- Task material:
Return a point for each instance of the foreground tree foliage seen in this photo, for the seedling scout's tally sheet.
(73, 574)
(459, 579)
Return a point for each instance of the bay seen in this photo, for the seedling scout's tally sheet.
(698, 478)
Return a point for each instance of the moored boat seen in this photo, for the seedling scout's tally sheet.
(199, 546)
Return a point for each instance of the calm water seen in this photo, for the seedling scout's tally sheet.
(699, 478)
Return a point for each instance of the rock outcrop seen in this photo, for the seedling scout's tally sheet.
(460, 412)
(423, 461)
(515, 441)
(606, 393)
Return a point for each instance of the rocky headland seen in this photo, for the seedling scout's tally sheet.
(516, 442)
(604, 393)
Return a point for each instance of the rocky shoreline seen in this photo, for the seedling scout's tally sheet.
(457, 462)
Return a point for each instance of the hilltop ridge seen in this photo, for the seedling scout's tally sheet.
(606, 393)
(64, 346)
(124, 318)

- Assignment: The line with "Return a point for each instance of the rocky shoreline" and every line after it up to the end of the entries: output those exactly, and only those.

- Response box:
Return a point for each instance of the rocky shoreline seen in this photo, for the seedling scout's tally sheet.
(457, 462)
Return a point for each instance of the hilltop ridge seen in this photo, for the seedling scout's tally sheet.
(606, 393)
(64, 346)
(124, 318)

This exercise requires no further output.